YOUR GOAL:
Reproduce the records word for word, starting at the line containing "Target: white post" and continuing through the final line of the records.
______________________________
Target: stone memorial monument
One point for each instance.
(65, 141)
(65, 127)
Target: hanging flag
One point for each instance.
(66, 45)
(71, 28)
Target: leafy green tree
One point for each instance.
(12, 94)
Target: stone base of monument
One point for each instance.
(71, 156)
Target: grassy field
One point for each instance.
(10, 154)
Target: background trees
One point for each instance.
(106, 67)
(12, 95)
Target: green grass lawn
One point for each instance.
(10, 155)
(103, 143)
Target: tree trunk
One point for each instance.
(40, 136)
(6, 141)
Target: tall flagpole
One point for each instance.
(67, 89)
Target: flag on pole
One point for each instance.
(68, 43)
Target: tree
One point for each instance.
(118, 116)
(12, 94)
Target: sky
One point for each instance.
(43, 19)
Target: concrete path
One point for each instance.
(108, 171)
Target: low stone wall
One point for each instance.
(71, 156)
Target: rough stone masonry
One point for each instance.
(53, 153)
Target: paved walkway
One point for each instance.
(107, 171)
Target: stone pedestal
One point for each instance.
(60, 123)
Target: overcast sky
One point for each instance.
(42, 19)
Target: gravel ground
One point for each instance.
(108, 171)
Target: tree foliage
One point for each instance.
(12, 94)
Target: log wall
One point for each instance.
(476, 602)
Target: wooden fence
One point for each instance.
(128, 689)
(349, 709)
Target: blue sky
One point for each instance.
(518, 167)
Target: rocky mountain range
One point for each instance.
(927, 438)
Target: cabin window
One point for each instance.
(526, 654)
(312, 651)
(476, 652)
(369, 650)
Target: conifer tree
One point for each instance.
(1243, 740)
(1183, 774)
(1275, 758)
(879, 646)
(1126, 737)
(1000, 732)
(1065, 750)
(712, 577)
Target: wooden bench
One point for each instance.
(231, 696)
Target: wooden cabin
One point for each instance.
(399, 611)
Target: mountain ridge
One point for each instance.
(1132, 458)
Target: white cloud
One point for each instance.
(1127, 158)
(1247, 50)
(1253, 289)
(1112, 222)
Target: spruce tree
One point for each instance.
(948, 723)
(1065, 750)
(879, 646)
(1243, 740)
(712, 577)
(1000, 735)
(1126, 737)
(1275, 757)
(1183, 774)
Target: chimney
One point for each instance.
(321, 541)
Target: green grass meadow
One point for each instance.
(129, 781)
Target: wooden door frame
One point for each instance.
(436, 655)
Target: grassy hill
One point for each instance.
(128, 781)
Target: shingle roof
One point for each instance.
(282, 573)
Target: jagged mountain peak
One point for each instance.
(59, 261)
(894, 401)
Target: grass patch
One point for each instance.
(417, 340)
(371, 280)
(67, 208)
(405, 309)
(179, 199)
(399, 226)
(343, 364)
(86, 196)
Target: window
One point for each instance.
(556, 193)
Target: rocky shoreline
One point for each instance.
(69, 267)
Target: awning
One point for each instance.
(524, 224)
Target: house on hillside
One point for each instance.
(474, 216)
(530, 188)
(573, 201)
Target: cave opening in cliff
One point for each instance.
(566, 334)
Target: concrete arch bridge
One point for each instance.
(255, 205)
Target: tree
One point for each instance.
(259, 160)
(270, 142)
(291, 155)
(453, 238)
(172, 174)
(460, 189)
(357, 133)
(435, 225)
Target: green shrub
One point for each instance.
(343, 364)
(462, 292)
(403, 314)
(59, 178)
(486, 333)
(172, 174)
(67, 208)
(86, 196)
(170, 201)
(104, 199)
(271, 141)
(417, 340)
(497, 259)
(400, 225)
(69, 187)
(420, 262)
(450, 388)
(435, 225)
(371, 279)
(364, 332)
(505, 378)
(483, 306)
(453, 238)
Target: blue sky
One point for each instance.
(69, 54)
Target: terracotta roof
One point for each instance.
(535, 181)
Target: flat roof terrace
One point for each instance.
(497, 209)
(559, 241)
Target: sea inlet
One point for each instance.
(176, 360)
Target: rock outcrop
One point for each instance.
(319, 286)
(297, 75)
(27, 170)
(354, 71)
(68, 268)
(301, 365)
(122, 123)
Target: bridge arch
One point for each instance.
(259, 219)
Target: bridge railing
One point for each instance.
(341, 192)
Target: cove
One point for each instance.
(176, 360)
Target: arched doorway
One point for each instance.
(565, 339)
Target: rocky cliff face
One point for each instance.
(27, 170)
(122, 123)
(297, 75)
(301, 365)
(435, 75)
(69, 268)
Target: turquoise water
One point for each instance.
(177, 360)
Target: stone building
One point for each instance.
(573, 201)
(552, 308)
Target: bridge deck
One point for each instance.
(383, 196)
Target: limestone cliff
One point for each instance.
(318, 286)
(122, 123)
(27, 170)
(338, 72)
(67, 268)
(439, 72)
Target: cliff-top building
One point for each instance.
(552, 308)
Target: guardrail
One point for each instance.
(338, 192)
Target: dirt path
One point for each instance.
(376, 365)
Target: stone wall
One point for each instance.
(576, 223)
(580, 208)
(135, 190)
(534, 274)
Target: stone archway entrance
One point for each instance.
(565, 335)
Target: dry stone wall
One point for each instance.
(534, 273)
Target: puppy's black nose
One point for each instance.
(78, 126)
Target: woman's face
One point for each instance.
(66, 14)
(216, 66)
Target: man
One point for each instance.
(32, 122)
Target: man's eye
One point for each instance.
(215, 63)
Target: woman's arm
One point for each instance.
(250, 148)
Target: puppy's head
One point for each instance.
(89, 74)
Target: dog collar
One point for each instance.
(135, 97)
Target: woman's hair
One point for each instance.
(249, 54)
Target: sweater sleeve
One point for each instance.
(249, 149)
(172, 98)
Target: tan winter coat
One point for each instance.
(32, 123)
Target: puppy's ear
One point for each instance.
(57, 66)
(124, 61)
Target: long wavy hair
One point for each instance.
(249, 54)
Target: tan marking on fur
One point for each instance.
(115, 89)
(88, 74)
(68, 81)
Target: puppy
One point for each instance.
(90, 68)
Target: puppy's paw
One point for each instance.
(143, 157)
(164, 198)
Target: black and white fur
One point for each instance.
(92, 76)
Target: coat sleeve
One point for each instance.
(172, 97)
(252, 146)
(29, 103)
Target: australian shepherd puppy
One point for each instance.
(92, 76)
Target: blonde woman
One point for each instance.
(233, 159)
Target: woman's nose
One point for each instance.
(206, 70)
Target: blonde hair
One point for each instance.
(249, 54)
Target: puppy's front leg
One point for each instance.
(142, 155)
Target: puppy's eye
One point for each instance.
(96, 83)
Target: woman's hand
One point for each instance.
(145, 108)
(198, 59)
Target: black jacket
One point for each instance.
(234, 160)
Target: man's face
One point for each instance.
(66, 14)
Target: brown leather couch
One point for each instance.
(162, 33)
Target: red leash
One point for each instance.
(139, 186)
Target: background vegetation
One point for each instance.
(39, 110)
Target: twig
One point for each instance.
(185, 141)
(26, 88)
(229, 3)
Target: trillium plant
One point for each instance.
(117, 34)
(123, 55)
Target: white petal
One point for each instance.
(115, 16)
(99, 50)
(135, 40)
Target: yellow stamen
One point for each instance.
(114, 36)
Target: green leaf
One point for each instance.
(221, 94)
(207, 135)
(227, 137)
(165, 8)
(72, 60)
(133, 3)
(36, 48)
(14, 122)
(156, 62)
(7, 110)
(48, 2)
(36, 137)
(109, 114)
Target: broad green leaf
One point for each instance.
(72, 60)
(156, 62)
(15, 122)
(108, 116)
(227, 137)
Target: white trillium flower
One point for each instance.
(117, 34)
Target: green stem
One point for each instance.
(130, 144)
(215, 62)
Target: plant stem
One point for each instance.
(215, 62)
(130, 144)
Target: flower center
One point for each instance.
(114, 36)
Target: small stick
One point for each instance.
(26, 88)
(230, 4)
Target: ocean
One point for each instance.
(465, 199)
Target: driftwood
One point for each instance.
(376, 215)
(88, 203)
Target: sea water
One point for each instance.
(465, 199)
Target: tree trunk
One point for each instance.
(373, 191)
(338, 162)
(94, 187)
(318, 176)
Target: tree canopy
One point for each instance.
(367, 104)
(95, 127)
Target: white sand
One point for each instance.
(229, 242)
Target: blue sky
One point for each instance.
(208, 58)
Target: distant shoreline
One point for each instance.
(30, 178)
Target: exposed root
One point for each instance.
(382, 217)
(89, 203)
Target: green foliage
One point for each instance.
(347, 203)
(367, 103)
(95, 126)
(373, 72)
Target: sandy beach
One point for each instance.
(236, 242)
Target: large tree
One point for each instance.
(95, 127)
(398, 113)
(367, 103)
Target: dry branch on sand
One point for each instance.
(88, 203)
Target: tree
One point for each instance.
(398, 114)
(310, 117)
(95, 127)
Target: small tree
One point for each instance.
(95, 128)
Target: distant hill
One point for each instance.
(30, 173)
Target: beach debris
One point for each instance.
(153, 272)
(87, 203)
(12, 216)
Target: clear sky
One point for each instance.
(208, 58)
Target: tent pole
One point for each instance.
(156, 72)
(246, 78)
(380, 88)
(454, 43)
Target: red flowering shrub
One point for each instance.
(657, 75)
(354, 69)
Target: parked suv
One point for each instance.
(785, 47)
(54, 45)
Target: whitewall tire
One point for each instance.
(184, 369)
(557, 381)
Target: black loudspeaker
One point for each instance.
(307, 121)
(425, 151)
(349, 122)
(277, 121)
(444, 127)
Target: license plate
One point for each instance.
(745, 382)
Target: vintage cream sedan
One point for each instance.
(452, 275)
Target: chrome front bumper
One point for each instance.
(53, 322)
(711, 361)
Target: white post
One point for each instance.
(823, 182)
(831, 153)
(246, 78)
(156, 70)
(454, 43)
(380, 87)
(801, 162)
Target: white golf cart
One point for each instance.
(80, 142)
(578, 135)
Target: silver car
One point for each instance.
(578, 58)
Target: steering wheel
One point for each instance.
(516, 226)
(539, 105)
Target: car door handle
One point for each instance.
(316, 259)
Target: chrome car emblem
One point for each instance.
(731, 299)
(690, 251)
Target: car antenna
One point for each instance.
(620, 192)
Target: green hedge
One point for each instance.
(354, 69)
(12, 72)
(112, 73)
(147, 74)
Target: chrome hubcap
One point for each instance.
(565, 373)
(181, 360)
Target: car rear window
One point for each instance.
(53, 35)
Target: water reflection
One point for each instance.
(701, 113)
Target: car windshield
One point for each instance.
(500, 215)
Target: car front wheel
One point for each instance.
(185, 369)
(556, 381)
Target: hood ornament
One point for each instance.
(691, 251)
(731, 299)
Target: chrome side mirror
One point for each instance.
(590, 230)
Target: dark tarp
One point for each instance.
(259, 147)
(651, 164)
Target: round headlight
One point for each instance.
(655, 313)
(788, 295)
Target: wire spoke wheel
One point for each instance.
______________________________
SOLUTION:
Target: white post
One point for each instance.
(823, 182)
(831, 153)
(246, 78)
(156, 70)
(454, 43)
(380, 87)
(801, 162)
Target: white golf cart
One point for each instance.
(80, 142)
(578, 135)
Target: silver car
One point for each instance.
(578, 58)
Target: steering wheel
One point for each instance.
(516, 226)
(539, 105)
Target: car door handle
One point for each instance.
(316, 259)
Target: chrome car emblem
One point for each instance.
(731, 299)
(690, 251)
Target: car antenna
One point for each instance.
(620, 192)
Target: green hedge
One point for each instance.
(354, 69)
(12, 72)
(112, 73)
(147, 74)
Target: chrome hubcap
One point for each instance.
(565, 373)
(181, 360)
Target: car rear window
One point for each instance.
(53, 35)
Target: water reflection
One point for each instance.
(701, 113)
Target: car windshield
One point for each instance.
(500, 215)
Target: car front wheel
One point for each instance.
(185, 369)
(556, 381)
Target: hood ornament
One point for each instance.
(691, 251)
(731, 299)
Target: chrome side mirror
One point for each instance.
(590, 230)
Target: dark tarp
One point for each instance.
(259, 147)
(651, 164)
Target: round headlight
One point for each instance.
(655, 313)
(788, 295)
Target: wire spoke wheel
One point for each instance.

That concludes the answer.